TRY IT: Nothing but the data itself, reproduced exactly, is the expected answer.

*** RECORDS TO USE ***

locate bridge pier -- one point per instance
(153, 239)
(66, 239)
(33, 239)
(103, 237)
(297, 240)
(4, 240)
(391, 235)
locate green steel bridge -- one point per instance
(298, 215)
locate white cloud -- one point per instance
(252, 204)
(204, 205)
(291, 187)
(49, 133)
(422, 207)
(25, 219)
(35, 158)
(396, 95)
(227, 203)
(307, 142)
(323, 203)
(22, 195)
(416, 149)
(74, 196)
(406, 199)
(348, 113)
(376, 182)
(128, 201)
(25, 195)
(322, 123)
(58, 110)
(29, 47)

*** End of RECORDS TO USE ***

ANSWER TO THE EXERCISE:
locate bridge pier -- one point per instance
(153, 239)
(66, 239)
(33, 239)
(103, 237)
(297, 240)
(4, 240)
(391, 235)
locate green steel bridge -- one point per instance
(298, 215)
locate white cloud -- one point per instance
(252, 204)
(204, 205)
(291, 187)
(49, 133)
(422, 207)
(25, 219)
(35, 158)
(396, 95)
(227, 203)
(307, 142)
(323, 203)
(22, 195)
(416, 149)
(74, 196)
(406, 199)
(348, 113)
(376, 182)
(128, 201)
(25, 195)
(322, 123)
(58, 110)
(29, 47)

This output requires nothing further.